■ **Your instructions**
Print all records exactly, pictures left out.

■ **Image-grounded pointing data**
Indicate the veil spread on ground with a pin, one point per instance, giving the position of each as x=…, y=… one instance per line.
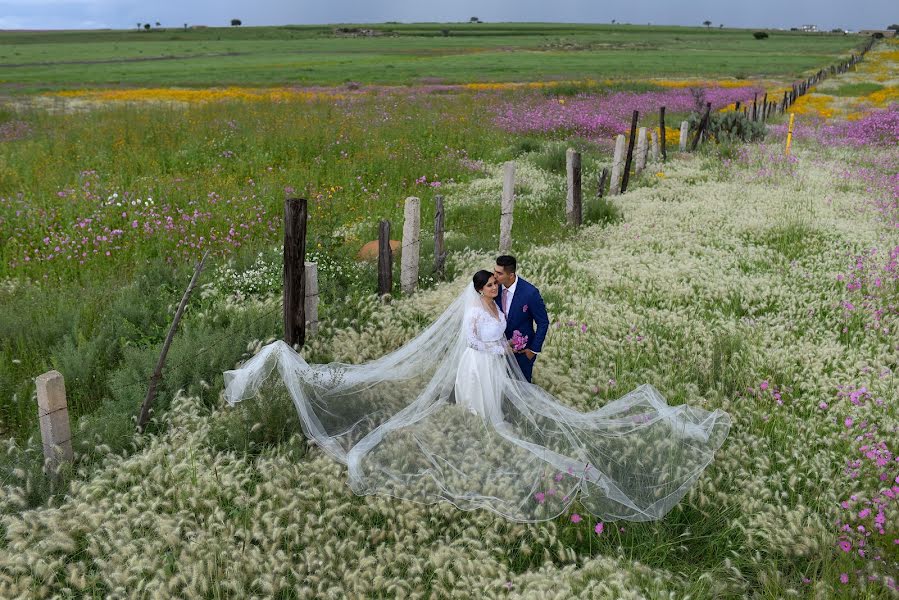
x=396, y=425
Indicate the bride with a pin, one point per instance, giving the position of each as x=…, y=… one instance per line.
x=450, y=417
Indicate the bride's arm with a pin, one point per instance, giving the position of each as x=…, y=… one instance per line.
x=472, y=332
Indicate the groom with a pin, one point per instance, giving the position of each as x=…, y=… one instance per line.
x=523, y=306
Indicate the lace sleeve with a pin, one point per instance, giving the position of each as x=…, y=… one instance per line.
x=471, y=330
x=473, y=323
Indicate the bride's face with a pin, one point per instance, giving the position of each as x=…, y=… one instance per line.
x=491, y=288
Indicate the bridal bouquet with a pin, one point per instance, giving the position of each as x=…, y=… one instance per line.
x=518, y=341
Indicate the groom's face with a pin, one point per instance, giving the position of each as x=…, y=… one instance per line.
x=502, y=276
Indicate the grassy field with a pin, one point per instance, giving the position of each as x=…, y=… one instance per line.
x=733, y=278
x=402, y=55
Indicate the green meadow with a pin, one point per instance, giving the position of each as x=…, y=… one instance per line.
x=720, y=277
x=402, y=55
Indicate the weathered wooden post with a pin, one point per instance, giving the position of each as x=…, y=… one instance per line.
x=411, y=245
x=662, y=134
x=573, y=204
x=603, y=179
x=702, y=125
x=617, y=166
x=684, y=131
x=630, y=152
x=311, y=301
x=655, y=145
x=507, y=208
x=295, y=217
x=439, y=247
x=385, y=260
x=53, y=413
x=642, y=148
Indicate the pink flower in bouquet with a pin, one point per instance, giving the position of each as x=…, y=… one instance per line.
x=518, y=341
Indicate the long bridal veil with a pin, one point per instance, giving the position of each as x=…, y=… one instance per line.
x=395, y=424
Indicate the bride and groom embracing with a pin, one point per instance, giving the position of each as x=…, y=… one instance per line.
x=453, y=416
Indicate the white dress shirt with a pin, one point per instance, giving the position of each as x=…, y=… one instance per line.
x=510, y=292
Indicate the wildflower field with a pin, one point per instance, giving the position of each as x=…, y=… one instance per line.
x=736, y=277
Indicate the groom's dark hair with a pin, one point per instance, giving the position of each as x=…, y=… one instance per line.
x=507, y=262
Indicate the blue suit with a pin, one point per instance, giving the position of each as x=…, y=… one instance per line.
x=527, y=315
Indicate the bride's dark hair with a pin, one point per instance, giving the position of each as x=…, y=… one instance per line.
x=480, y=279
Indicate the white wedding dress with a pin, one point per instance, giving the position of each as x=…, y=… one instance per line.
x=482, y=370
x=450, y=417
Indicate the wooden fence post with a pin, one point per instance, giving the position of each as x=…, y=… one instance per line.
x=662, y=134
x=439, y=248
x=603, y=179
x=385, y=260
x=53, y=414
x=642, y=150
x=617, y=166
x=295, y=218
x=411, y=249
x=311, y=299
x=630, y=152
x=655, y=145
x=702, y=125
x=507, y=209
x=573, y=204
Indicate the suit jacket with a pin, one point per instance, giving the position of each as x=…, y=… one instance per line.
x=527, y=314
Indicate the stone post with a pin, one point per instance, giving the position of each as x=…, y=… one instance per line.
x=53, y=413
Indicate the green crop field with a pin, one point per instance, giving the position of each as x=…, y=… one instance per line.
x=402, y=54
x=736, y=276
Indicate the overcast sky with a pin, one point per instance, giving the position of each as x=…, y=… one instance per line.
x=90, y=14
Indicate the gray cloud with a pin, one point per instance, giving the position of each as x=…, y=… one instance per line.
x=827, y=14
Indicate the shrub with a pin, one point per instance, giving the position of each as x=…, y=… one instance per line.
x=729, y=127
x=601, y=210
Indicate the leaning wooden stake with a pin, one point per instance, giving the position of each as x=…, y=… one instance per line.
x=617, y=166
x=144, y=415
x=411, y=245
x=573, y=210
x=630, y=152
x=385, y=260
x=662, y=133
x=603, y=179
x=295, y=218
x=439, y=247
x=507, y=209
x=702, y=126
x=53, y=414
x=311, y=301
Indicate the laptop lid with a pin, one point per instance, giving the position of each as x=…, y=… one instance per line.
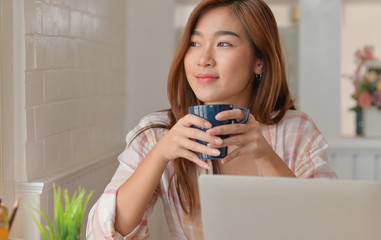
x=243, y=207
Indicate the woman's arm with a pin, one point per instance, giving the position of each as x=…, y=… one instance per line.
x=251, y=145
x=135, y=193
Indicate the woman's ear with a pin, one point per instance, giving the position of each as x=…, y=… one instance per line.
x=258, y=66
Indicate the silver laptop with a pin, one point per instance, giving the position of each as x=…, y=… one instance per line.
x=263, y=208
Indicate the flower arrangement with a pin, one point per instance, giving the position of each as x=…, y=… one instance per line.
x=367, y=83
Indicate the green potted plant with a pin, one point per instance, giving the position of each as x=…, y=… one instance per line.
x=67, y=218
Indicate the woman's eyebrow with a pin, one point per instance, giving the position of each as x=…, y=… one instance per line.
x=218, y=33
x=226, y=32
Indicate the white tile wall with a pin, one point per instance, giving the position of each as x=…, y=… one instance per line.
x=75, y=82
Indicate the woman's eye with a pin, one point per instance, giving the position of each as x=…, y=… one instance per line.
x=224, y=44
x=194, y=44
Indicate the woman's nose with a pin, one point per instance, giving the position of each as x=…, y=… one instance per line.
x=206, y=58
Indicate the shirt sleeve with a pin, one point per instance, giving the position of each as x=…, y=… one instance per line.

■ **Answer for this exercise**
Indicate the veil spread on ground with a pin, one point per instance, giving the position of each as x=…, y=… one instance per line.
x=396, y=425
Indicate the bride with a pin, one point per instance, giving the position of each as x=…, y=… one instance per line.
x=450, y=417
Indicate the bride's arm with a pin, one point per instance, giving the position of each as x=…, y=… one instance per line.
x=472, y=332
Indicate the groom with a pin, one point per instance, giving the position of each as x=…, y=… one instance per line.
x=523, y=306
Indicate the lace sleeve with a pin, one point per instance, giving the position of each as x=…, y=… one instance per line.
x=471, y=330
x=473, y=323
Indicate the bride's face with a pin, one point per instance, giving the position of each as x=…, y=… one instance per line.
x=491, y=288
Indicate the bridal bouquet with a pin, one point per instance, giving the position of each as x=…, y=… one instance per line.
x=518, y=341
Indicate the groom's face with a pin, one point per instance, giving the position of each as x=…, y=… one instance per line.
x=502, y=276
Indicate the grassy field with a pin, one point per instance, giving the position of each as x=…, y=… one instance per line.
x=733, y=278
x=402, y=55
Indicate the green meadow with a pin, one point per instance, giving the position of each as x=…, y=… one instance per line.
x=720, y=277
x=402, y=55
Indicate the weathered wooden post with a pin, one point per instance, giving the position of each as x=…, y=… one instance per line.
x=411, y=245
x=662, y=134
x=573, y=204
x=603, y=179
x=702, y=125
x=617, y=166
x=684, y=131
x=630, y=152
x=311, y=301
x=655, y=145
x=507, y=208
x=295, y=217
x=439, y=247
x=385, y=260
x=53, y=413
x=642, y=148
Indicate the pink flower in bouquet with a pin, one point per instance, giving the position of each as x=…, y=… one instance per line.
x=518, y=341
Indicate the long bridal veil with a pin, one point per instance, giving the position of each as x=…, y=… one instance per line.
x=395, y=424
Indicate the bride and groom embracing with a pin, one point per instance, giving the position of each as x=…, y=… one instance per line.
x=453, y=416
Indicate the white dress shirt with a pin, one point per instance, giving the position of each as x=…, y=… one instance per line.
x=510, y=292
Indicate the wildflower field with a pin, one point per instance, giving the position of each as x=…, y=… one instance per line.
x=736, y=277
Indicate the groom's dark hair with a pin, one point per instance, giving the position of each as x=…, y=… one instance per line.
x=507, y=262
Indicate the blue suit with a pin, one point per instance, giving the position of each as x=…, y=… one instance per line.
x=527, y=315
Indicate the bride's dark hair with a pin, one point per instance, giving the position of each as x=…, y=… one instance per line.
x=480, y=279
Indicate the white wedding dress with a pin, one point per instance, giving the position of each as x=…, y=… one instance per line.
x=482, y=370
x=450, y=417
Indicate the wooden fence post with a pin, one point per instance, giving the position of each as x=…, y=… one instance per line.
x=662, y=134
x=439, y=248
x=603, y=179
x=385, y=260
x=53, y=414
x=642, y=150
x=617, y=166
x=295, y=218
x=411, y=249
x=311, y=299
x=630, y=152
x=655, y=145
x=702, y=125
x=507, y=209
x=573, y=204
Indicate the suit jacket with a pin, one point per instance, giving the position of each as x=…, y=… one instance per line.
x=527, y=314
Indicate the stone post with a pin, one point per instance, giving the position of each as x=…, y=… one instance per line.
x=53, y=413
Indicate the green crop field with a pin, one point per instance, giving the position of each as x=…, y=… one instance per line.
x=402, y=54
x=736, y=276
Indicate the overcast sky with a pin, one point per instance, giving the position of each as x=…, y=… one instance per line.
x=90, y=14
Indicate the gray cloud with a pin, one point per instance, giving the position of each as x=…, y=… one instance per line.
x=827, y=14
Indicate the shrub with a pin, one point per instance, giving the position of each as x=…, y=… one instance per line.
x=729, y=127
x=601, y=210
Indicate the leaning wooden stake with a pin, one point per instance, giving the position of each as x=…, y=… one instance per line.
x=617, y=166
x=144, y=415
x=411, y=245
x=573, y=210
x=630, y=152
x=385, y=260
x=662, y=133
x=603, y=179
x=295, y=218
x=439, y=247
x=507, y=209
x=702, y=126
x=53, y=414
x=311, y=301
Indicate the laptop lid with a pin, one point per instance, giving the position of each as x=…, y=… one instance per line.
x=243, y=207
Indicate the woman's arm with a pin, one point per instance, giving the position of each as x=…, y=… one instance per line.
x=251, y=145
x=135, y=193
Indicate the woman's ear with a pin, one point per instance, giving the position of each as x=…, y=… one instance per line.
x=258, y=66
Indicate the silver laptop with a pin, one point per instance, giving the position of each as x=…, y=… one instance per line.
x=263, y=208
Indicate the flower arrangement with a pin, one point per instance, giving the position of each as x=…, y=… one instance per line.
x=367, y=83
Indicate the green potted plant with a pin, one point per instance, giving the position of each as x=…, y=… one instance per line.
x=67, y=218
Indicate the woman's eyebrow with a pin, one point per instance, giving the position of each as x=…, y=… one instance per line.
x=218, y=33
x=226, y=32
Indicate the white tile wall with a pin, one point per instance, giving the position of each as x=…, y=… one instance per line.
x=75, y=82
Indicate the woman's eye with a pin, one point per instance, giving the position of each as x=…, y=… one instance per line.
x=224, y=44
x=194, y=44
Indicate the woman's nose with a pin, one point per instance, giving the position of each as x=…, y=… one instance per line.
x=206, y=58
Indicate the shirt sleeve with a pin, one point per instance, giving the position of each as x=…, y=… one instance per line.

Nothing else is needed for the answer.